■ What you need to do:
All that is wanted is a word-for-word copy of the data from its first line to the line containing "negative clicks: (416, 49) (394, 51)", both included.

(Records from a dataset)
^^^^^^^^^^^^^^^^

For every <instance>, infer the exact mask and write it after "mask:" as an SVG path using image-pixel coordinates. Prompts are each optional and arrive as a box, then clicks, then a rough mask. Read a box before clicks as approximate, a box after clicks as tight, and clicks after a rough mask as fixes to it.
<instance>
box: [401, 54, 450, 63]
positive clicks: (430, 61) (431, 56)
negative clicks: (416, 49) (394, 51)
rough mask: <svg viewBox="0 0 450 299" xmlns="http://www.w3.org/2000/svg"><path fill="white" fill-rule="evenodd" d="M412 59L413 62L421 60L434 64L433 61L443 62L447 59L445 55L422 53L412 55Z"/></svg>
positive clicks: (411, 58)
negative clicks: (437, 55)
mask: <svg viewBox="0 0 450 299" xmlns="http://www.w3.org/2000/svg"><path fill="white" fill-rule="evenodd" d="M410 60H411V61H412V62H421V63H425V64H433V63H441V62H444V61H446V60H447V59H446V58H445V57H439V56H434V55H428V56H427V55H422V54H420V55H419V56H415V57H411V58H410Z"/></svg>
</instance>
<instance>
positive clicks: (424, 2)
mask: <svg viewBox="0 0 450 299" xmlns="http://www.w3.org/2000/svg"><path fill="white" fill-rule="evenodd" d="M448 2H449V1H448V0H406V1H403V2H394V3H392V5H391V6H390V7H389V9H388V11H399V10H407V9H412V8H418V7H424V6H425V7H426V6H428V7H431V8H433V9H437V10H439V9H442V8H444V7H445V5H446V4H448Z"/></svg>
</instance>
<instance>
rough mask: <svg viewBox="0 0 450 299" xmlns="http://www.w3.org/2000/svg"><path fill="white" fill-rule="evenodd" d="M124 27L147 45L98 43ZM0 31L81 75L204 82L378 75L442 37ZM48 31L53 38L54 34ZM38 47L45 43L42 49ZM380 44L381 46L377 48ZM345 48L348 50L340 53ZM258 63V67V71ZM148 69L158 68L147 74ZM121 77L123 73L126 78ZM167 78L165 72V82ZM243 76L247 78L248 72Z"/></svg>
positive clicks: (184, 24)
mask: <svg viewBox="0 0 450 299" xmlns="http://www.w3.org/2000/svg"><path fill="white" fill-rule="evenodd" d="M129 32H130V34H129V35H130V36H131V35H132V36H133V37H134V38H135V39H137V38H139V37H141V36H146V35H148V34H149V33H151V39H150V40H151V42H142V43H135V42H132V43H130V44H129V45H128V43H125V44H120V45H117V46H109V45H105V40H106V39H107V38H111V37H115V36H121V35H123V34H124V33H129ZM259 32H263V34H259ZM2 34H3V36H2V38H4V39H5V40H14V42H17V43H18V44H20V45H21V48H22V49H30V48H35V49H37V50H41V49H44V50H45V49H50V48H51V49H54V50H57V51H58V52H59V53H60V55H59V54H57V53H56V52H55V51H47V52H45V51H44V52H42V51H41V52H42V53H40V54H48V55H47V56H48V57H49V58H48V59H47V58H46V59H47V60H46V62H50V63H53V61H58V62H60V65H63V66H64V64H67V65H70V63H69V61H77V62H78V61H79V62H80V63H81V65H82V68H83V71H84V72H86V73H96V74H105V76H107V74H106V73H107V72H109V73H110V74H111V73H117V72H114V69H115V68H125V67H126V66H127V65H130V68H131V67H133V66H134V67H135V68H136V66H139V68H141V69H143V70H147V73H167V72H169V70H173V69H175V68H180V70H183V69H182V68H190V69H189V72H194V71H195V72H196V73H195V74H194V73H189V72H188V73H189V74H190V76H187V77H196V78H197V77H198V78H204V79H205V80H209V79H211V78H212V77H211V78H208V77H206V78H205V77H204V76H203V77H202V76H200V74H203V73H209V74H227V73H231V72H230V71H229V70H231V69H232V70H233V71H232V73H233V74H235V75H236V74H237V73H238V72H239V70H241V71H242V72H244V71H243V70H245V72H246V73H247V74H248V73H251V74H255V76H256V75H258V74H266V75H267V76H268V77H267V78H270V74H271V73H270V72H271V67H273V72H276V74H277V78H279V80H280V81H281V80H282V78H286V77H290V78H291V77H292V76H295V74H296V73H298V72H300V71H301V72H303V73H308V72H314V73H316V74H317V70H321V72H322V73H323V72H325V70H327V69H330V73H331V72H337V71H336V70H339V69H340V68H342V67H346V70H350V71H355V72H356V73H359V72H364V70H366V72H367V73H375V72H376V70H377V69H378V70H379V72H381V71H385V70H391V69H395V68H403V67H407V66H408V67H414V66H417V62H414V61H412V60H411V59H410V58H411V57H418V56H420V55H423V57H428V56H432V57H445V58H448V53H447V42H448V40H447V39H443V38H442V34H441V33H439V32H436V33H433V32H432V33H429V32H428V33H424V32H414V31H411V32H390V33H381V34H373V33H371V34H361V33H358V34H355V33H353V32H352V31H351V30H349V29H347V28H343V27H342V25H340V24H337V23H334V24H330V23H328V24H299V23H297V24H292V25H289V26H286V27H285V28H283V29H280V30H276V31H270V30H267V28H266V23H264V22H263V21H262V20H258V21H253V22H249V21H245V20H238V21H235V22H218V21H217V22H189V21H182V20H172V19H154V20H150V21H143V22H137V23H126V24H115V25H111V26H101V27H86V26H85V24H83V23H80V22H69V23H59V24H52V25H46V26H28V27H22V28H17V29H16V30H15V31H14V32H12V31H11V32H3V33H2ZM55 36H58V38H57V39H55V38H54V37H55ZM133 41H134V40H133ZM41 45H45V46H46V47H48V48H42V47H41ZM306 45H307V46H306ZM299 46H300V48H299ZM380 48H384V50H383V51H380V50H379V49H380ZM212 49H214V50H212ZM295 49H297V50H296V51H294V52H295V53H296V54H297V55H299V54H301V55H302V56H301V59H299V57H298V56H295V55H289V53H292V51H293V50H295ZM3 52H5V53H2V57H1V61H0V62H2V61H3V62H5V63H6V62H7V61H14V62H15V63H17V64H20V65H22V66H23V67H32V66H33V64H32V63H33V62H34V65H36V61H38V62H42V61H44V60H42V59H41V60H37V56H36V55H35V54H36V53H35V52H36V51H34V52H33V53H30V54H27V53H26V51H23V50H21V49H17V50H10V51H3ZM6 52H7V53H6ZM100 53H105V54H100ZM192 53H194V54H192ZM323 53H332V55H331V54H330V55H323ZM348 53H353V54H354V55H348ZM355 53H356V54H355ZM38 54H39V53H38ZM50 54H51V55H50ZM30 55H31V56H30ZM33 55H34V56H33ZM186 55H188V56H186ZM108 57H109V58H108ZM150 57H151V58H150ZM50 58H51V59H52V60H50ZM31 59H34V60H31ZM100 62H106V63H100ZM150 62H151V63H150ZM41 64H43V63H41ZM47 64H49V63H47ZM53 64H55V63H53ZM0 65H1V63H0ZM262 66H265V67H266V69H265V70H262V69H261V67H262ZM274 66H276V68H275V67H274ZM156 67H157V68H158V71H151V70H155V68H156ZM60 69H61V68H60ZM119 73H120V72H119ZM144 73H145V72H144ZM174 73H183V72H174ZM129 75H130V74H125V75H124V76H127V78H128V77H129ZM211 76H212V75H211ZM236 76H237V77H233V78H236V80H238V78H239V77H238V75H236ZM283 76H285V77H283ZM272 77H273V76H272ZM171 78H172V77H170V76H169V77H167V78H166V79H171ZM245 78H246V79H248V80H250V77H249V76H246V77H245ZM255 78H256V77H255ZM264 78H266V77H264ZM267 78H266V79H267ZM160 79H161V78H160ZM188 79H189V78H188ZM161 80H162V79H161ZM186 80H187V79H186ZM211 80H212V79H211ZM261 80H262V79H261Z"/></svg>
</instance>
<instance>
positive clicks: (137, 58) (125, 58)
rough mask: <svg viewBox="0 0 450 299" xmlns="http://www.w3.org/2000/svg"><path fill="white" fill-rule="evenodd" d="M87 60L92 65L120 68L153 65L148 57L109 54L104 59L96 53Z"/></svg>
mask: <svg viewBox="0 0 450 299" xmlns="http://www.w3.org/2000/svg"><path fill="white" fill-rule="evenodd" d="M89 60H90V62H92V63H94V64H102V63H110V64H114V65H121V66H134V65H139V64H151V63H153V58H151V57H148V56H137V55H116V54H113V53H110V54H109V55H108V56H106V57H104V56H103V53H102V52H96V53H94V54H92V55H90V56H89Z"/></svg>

^^^^^^^^^^^^^^^^

■ Answer box:
For every <instance>, infer the exact mask and write it after "mask:" as an SVG path using image-pixel coordinates. Prompts are each optional and arrive as a box, then clicks, then a rough mask. Read a box before clicks as approximate, a box after clicks as tight, and clicks after a rough mask as fixes to it.
<instance>
box: [401, 54, 450, 63]
positive clicks: (430, 61) (431, 56)
negative clicks: (416, 49) (394, 51)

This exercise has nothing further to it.